Text:
○ ○ ○ ○ ○
The finite element mesh of the threat was built from CAD data derived from CT scanning of the projectile (Sec. 2) carried out by the TSB project partners at WMG (University of Warwick). This consisted of 2D shell elements to represent the relatively thin jacket. The lead tip was represented as SPH (Smooth Particle Hydrodynamics) as this special element formulation available in RADIOSS is particularly well suited for predicting the large deformation fluid-like interaction of the lead with the other relatively hard parts of the assembly. The hardened steel penetrator is a hybrid model consisting of 3D solid elements as well as SPH particles towards penetrator’s tip as this area experiences high strains which are a challenge for 3D elements to handle. A set of elastic-plastic isotropic material models is used to define the threat components. Their properties have been derived from literature [6] and validated in a correlation process making use of a series of drop tests where a mass is dropped onto the threat was constrained at the base and standing upright. The finite element mesh of the simple prismatic ceramic target is made up of 3D brick elements 0.25 mm x 0.25 mm x 0.25 mm giving 32 bricks through thickness. This results in a very detailed representation of the ceramic tile which is required to capture the known failure mechanism. A Johnson-Holmquist constitutive model was selected to represent the brittle failure response of the alumina ceramic and the parameters have been derived from literature [7] [8] [9] [10], Split Hopkinson Bar experimental testing and series of ballistic tests. Figure 8 shows the typical model set-up where the threat is positioned against the target at t=0. The threat is given an initial velocity as measured in test along the X axis. A rigid wall is used to support the tile and represents the experimental set-up described in Sec. 3. Acceleration due to gravity is included in the simulation. Bullet rotation was not assumed. This has been investigated but was found to have a negligible effect therefore, for modelling simplicity, it is not included in the results presented.
○ ○ ○ ○ ○
Supplied data:
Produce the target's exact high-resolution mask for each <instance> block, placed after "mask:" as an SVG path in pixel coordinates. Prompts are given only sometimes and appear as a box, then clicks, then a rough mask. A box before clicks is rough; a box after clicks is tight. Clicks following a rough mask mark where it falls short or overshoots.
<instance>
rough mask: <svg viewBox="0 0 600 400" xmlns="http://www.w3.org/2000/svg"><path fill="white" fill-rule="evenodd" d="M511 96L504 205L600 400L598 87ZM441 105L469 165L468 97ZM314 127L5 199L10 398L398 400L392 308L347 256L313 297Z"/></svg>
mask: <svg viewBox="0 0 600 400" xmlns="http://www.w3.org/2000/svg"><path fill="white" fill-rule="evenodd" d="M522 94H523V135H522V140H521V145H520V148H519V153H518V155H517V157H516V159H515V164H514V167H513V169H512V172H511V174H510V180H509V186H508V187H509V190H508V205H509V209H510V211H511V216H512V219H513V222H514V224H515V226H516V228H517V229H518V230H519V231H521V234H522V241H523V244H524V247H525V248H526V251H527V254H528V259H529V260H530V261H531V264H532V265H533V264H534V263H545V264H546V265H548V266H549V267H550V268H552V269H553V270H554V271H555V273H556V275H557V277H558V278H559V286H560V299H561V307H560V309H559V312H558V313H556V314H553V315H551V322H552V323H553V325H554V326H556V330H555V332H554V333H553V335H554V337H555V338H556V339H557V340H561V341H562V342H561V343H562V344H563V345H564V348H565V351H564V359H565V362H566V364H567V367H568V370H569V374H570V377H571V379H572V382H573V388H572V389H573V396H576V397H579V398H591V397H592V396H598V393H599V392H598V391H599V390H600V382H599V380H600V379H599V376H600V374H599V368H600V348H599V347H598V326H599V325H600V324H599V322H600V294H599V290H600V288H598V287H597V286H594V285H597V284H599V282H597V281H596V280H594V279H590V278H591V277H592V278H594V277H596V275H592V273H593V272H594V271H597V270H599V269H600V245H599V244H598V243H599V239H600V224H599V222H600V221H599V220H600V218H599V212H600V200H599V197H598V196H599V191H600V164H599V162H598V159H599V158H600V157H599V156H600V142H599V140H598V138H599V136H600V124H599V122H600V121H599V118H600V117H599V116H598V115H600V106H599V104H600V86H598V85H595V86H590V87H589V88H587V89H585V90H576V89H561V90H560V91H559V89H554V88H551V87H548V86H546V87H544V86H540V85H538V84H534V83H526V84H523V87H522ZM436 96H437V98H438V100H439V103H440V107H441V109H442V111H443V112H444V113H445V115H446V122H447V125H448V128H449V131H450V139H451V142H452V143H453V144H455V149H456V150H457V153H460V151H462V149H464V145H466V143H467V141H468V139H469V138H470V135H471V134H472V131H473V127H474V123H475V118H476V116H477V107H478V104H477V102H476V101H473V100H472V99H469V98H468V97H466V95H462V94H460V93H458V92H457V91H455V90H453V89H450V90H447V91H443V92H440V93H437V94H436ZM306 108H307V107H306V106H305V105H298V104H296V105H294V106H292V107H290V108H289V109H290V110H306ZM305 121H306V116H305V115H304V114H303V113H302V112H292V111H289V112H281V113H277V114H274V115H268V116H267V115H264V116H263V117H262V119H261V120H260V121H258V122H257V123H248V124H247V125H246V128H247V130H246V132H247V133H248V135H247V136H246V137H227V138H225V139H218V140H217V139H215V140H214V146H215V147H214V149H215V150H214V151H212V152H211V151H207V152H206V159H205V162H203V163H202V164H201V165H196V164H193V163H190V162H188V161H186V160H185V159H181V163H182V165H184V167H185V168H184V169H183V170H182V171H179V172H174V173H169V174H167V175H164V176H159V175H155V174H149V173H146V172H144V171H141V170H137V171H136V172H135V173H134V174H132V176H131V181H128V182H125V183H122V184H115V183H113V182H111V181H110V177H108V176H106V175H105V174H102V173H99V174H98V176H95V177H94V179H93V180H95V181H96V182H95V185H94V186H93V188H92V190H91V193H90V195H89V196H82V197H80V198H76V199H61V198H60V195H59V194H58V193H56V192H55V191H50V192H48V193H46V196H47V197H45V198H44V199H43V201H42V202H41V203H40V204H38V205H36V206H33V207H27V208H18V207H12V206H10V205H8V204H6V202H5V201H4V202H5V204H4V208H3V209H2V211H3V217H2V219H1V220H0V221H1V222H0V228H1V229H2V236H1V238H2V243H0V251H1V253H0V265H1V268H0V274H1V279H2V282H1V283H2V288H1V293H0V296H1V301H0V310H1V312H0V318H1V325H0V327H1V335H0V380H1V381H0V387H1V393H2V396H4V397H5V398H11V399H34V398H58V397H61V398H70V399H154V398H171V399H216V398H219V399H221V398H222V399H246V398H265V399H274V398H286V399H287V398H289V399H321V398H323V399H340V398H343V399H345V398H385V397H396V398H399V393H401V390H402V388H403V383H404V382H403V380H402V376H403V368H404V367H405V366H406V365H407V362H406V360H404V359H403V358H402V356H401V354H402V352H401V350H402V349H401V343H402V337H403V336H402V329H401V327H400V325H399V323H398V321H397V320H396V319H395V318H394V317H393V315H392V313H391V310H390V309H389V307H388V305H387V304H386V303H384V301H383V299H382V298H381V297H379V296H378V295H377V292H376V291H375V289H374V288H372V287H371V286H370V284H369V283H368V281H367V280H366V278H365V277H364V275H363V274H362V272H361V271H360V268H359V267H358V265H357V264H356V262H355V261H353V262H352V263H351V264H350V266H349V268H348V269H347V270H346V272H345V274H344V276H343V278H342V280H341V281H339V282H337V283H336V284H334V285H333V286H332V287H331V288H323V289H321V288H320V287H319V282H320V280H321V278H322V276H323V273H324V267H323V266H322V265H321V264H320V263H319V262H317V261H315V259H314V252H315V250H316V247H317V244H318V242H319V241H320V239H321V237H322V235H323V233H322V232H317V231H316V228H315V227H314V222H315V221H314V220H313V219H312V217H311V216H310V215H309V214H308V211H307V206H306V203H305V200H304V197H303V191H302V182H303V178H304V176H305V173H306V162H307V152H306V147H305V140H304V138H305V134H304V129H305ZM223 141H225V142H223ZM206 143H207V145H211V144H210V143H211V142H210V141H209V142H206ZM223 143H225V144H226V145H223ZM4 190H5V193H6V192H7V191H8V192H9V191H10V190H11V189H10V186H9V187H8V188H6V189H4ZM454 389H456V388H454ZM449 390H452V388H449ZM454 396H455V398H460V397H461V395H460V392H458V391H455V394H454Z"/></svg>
○ ○ ○ ○ ○
Try it: Continue the text on the finite element model of a projectile striking an alumina ceramic tile, starting right after its last sentence.

Answer area:
Figure 8. RADIOSS finite element model of the assembly including the yawing AP M2 (left) and close up of penetrator with SPH lead tip and ceramic tile (right) 4.1 FEA results The FEA model was utilised to simulate a selection of the total number of tests in order to identify the system conditions responsible for the observed phenomenon that yaw can reduce the armour effectiveness. Table 3 shows the results that were generated with the FEA models. Tests 6* and 11* were simulated to investigate target response locally at impact point therefore were not simulated until complete round penetration and ΔV could not be measured. Table 3. Results with FEA Model Delta V Model ID
5
6
6*
7
10
10*
11
11*
Yaw
[º]
0
10
10
3
16
0
12
12
Impact Velocity
[m/s]
760
381
424
655
486
486
424
381
ΔV
[m/s]
148
241
-
161
262
195
200
-
Figure 9 shows the simulation results overlaid in red on the results from the experiments. There is a good correlation between the developed FEA model and experimental test for the non-yaw Test 5. The scenarios with yaw show a smaller ΔV in the simulation. However, the trend of reduced armour effectiveness for yaw angles around 12º was replicated. This justified the use of the simulation results to investigate the phenomenon with caution.
Figure 9. ΔV vs. Yaw Angle for Experiment (in blue) and FEA Model (in red) 5. OBSERVATIONS & ANALYSIS In this section, visual results are presented from the FEA model. A numerical model allows one to review a multitude of results in a highly visual way. This includes contour pressure plots which show the propagation of wave fronts and these can be generated in any plane by taking cross sections of the alumina. Figure 10 shows the back face of the reassembled target post-test and corresponding FEA mode at 125 µs. Note that at 125 µs the cone shaped group of fragments in the model obstruct the view of the fracture surface that is visible on the reassembled target post-test. However, the contour is clearly visible.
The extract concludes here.